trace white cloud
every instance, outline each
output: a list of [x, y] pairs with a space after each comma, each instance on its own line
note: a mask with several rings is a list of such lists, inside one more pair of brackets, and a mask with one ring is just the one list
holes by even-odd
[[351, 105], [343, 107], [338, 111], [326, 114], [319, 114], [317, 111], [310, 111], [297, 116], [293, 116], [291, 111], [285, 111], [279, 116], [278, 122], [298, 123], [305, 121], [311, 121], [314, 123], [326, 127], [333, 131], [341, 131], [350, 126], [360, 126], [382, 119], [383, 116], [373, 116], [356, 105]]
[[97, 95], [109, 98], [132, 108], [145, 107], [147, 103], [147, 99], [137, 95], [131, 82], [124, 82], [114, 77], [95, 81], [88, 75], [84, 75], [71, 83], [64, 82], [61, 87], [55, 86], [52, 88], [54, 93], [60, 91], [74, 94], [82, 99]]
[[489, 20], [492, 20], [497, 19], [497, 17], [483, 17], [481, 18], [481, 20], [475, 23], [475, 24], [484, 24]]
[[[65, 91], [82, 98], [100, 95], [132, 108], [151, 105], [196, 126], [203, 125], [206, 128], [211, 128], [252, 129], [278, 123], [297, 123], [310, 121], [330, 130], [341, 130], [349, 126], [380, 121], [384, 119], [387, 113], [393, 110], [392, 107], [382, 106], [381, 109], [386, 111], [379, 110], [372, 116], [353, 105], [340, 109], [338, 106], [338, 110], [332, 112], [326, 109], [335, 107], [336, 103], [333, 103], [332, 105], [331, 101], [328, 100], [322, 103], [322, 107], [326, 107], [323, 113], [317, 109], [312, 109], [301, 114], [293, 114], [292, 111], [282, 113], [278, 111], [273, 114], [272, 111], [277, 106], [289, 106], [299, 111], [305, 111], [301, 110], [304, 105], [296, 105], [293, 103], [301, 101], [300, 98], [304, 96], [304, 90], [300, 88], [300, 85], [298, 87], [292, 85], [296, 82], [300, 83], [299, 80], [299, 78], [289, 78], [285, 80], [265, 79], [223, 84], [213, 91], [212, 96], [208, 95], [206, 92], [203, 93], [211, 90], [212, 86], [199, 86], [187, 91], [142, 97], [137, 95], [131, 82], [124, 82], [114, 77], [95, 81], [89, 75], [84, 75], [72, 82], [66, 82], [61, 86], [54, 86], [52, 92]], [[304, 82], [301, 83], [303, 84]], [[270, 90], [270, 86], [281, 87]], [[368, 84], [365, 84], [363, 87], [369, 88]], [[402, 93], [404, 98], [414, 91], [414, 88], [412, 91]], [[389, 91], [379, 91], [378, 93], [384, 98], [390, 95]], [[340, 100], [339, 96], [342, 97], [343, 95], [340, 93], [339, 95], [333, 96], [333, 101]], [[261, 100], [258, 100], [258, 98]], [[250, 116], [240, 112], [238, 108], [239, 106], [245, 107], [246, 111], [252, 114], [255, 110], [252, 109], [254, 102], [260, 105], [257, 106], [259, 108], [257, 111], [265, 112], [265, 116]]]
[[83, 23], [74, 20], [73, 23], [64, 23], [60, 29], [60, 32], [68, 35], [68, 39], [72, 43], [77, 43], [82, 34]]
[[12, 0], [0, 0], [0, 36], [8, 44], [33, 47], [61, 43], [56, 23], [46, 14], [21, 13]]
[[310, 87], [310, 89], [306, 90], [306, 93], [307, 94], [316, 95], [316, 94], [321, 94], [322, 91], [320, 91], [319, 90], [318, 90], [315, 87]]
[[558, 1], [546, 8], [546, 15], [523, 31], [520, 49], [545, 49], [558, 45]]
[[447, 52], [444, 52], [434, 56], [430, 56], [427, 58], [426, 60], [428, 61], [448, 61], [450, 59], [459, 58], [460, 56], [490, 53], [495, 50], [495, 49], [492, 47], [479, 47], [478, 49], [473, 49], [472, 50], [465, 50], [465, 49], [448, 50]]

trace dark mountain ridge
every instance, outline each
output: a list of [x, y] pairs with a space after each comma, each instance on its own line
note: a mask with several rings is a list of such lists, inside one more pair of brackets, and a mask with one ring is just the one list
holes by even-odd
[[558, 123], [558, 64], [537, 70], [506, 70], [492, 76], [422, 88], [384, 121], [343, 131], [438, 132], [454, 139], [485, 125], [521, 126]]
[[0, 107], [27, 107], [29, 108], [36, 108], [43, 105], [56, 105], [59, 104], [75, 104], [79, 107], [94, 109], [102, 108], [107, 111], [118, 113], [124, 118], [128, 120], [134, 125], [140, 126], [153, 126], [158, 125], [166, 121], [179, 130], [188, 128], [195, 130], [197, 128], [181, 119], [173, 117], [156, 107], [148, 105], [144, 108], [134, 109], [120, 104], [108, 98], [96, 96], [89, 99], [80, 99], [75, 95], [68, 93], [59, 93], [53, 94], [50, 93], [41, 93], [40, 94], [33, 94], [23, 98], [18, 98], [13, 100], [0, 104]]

· · · ·

## THE TASK
Render every line of the entries above as a JSON array of strings, one string per line, leaving out blank lines.

## CORRECT RESPONSE
[
  "trace white cloud",
  "every instance, outline each",
  "output: a list of [x, y] pairs with a space after each comma, each instance on its own line",
  "note: a mask with several rings is a list of such lists, inside one more pair of brackets, and a mask with one ring is just the one list",
  "holes by even-odd",
  "[[351, 105], [343, 107], [338, 111], [326, 114], [319, 114], [317, 111], [310, 111], [297, 116], [293, 116], [291, 111], [285, 111], [279, 116], [278, 122], [298, 123], [305, 121], [311, 121], [314, 123], [326, 127], [333, 131], [341, 131], [350, 126], [360, 126], [382, 119], [383, 116], [373, 116], [356, 105]]",
  "[[97, 95], [109, 98], [132, 108], [145, 107], [147, 103], [147, 99], [137, 95], [131, 82], [124, 82], [114, 77], [95, 81], [88, 75], [84, 75], [71, 83], [64, 82], [61, 87], [55, 86], [52, 88], [54, 93], [60, 91], [74, 94], [82, 99]]",
  "[[489, 20], [492, 20], [497, 19], [497, 17], [483, 17], [481, 18], [481, 20], [475, 23], [475, 24], [484, 24]]",
  "[[[65, 91], [82, 98], [100, 95], [132, 108], [151, 105], [196, 126], [203, 125], [206, 128], [211, 128], [252, 129], [278, 123], [297, 123], [310, 121], [330, 130], [341, 130], [349, 126], [380, 121], [384, 119], [387, 113], [393, 110], [392, 107], [382, 106], [381, 109], [386, 111], [379, 110], [372, 116], [353, 105], [340, 109], [338, 106], [338, 110], [332, 112], [326, 109], [335, 107], [336, 103], [333, 103], [332, 105], [331, 101], [328, 100], [322, 103], [322, 107], [326, 107], [323, 113], [317, 109], [312, 109], [301, 114], [293, 114], [292, 111], [282, 113], [278, 111], [273, 114], [272, 111], [277, 106], [289, 106], [299, 111], [305, 111], [301, 110], [304, 105], [296, 105], [293, 103], [301, 101], [300, 98], [304, 96], [304, 90], [300, 88], [300, 85], [298, 87], [292, 85], [296, 82], [300, 83], [299, 80], [299, 78], [289, 78], [285, 80], [265, 79], [223, 84], [213, 91], [212, 96], [208, 95], [206, 92], [203, 93], [211, 90], [212, 86], [199, 86], [187, 91], [142, 97], [137, 95], [131, 82], [124, 82], [114, 77], [95, 81], [89, 75], [84, 75], [72, 82], [66, 82], [61, 86], [54, 86], [52, 92]], [[304, 82], [301, 83], [303, 84]], [[270, 90], [270, 86], [281, 87]], [[368, 84], [365, 84], [363, 87], [369, 88]], [[402, 93], [404, 98], [414, 91], [414, 88], [412, 91]], [[389, 91], [379, 91], [378, 93], [384, 98], [390, 95]], [[340, 100], [339, 96], [342, 97], [343, 95], [340, 93], [339, 95], [333, 96], [333, 101]], [[261, 100], [258, 100], [258, 98]], [[250, 116], [240, 112], [238, 108], [239, 106], [245, 107], [246, 111], [252, 114], [255, 110], [252, 109], [254, 102], [260, 105], [257, 106], [259, 108], [257, 111], [265, 112], [265, 116]]]",
  "[[83, 23], [74, 20], [73, 23], [64, 23], [60, 29], [60, 32], [68, 35], [68, 39], [72, 43], [77, 43], [82, 34]]",
  "[[12, 0], [0, 0], [0, 36], [8, 44], [33, 47], [61, 43], [56, 23], [46, 14], [21, 13]]",
  "[[310, 87], [310, 89], [306, 90], [306, 93], [307, 94], [316, 95], [316, 94], [321, 94], [322, 91], [320, 91], [319, 90], [318, 90], [315, 87]]",
  "[[558, 1], [546, 8], [546, 15], [523, 31], [520, 49], [545, 49], [558, 45]]",
  "[[447, 52], [444, 52], [434, 56], [430, 56], [427, 58], [426, 60], [428, 61], [448, 61], [450, 59], [459, 58], [460, 56], [490, 53], [495, 50], [495, 49], [492, 47], [479, 47], [478, 49], [473, 49], [472, 50], [465, 50], [465, 49], [448, 50]]",
  "trace dark mountain ridge",
  "every instance, outline each",
  "output: a list of [x, y] pairs with a space after each comma, each instance on its own line",
  "note: a mask with several rings is a list of such lists, inside one more pair of brackets, and a mask with one ring is just the one list",
  "holes by even-odd",
  "[[558, 123], [558, 64], [537, 70], [506, 70], [492, 76], [422, 88], [384, 121], [343, 131], [438, 132], [454, 139], [485, 125], [521, 126]]",
  "[[0, 107], [27, 107], [29, 108], [36, 108], [43, 105], [56, 105], [59, 104], [75, 104], [79, 107], [94, 109], [102, 108], [107, 111], [118, 113], [124, 118], [128, 120], [134, 125], [140, 126], [153, 126], [158, 125], [166, 121], [179, 130], [188, 128], [195, 130], [197, 128], [181, 119], [173, 117], [156, 107], [148, 105], [144, 108], [134, 109], [120, 104], [108, 98], [96, 96], [89, 99], [80, 99], [75, 95], [68, 93], [59, 93], [53, 94], [50, 93], [41, 93], [40, 94], [33, 94], [23, 98], [18, 98], [13, 100], [0, 104]]"
]